Quad-core 2Ghz vs Dual-core 4Ghz - Which faster?

tear · Post by **tear** » Sun Nov 23, 2008 11:47 am

HaloJones wrote:Runs Win-SMP client with MPIEXEC 24/7.

That's a valid point (assuming it's true, no Win-SMP here).
Believe me, it's almost linear with [otherwise idle] Linux-SMP.

Anyway, I'm afraid we've put to much into equation by now

Cheers,
tear

EDIT: ok, it may need some extra tinkering (no pun intended) but the conclusion (better double clock than twice the cores) IMNSHO remains intact

bollix47 · Post by **bollix47** » Sun Nov 23, 2008 12:18 pm

HaloJones wrote:
Scenario 1.

3.2GHz Quad-core machine running Windows. Runs Win-SMP client with MPIEXEC 24/7. gets A2 unit and takes a whopping 26hours to fold it.

When did the Win-SMP start getting A2 core WUs?

If and when it does I doubt that it would take 26 hours to process a unit(unless it's one of the 3840 point units) as native linux on a Q6600 @ stock only takes 12-13 hours(on a 1920 point unit) and although windows is considerably slower it's not twice as slow.

oops ... sorry for the double post ... hit the quote button instead of the edit button.

HaloJones · Post by **HaloJones** » Sun Nov 23, 2008 12:18 pm

Good point, but the WinSMP still raises four threads and fully occupies the four cores and achieves 1700ppd.

The two VMs running two linux SMP clients with A2s is getting 5200ppd and returning units in the same time as the win-smp. Until the Win-smp client is better, I'll keep doing what I do which is return twice the work in the same time.

two SMP clients under Linux is better than a single one under Windows *even when the linux clients get a1s*

shatteredsilicon · Post by **shatteredsilicon** » Sun Nov 23, 2008 12:55 pm

WangFeiHong wrote:I thought we had established that 1x4Ghz processors were at least, faster than 2x2ghz processors due to inter-core bottlenecks.

• Records:
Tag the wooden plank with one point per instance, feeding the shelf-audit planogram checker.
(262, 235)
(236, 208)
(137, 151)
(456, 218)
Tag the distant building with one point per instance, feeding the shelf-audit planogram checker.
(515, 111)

* * *

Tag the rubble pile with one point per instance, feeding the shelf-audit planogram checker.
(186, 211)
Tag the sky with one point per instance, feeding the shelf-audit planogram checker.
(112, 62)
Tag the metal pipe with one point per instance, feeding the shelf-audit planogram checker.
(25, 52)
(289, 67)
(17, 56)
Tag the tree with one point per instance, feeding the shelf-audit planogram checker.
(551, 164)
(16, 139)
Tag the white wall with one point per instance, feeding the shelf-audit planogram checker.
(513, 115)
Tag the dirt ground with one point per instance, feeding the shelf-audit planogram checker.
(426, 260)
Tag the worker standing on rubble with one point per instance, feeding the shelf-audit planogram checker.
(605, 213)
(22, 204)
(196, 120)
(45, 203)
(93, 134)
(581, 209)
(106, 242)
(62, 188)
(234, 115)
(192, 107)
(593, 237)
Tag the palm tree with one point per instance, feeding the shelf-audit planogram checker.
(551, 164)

...

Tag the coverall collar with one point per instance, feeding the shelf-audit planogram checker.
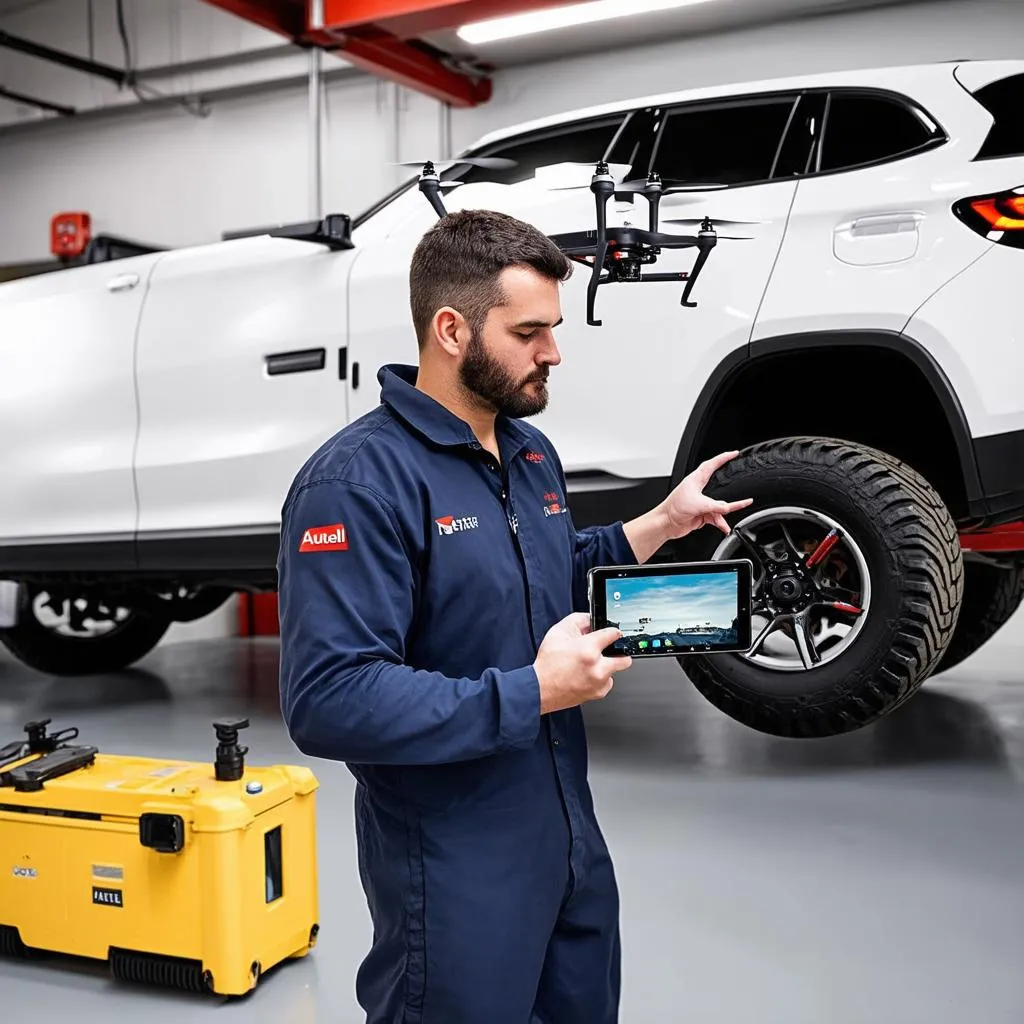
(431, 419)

• Short task 1: List every username that appears as the author of a post in the forum thread above, in the order the posts appear.
• Short task 2: Reproduce the stretch of the forum thread above from "bollix47 · Post" through "A2 core WUs?".

• Exercise result 1:
tear
bollix47
HaloJones
shatteredsilicon

• Exercise result 2:
bollix47 · Post by **bollix47** » Sun Nov 23, 2008 12:18 pm

HaloJones wrote:
Scenario 1.

3.2GHz Quad-core machine running Windows. Runs Win-SMP client with MPIEXEC 24/7. gets A2 unit and takes a whopping 26hours to fold it.

When did the Win-SMP start getting A2 core WUs?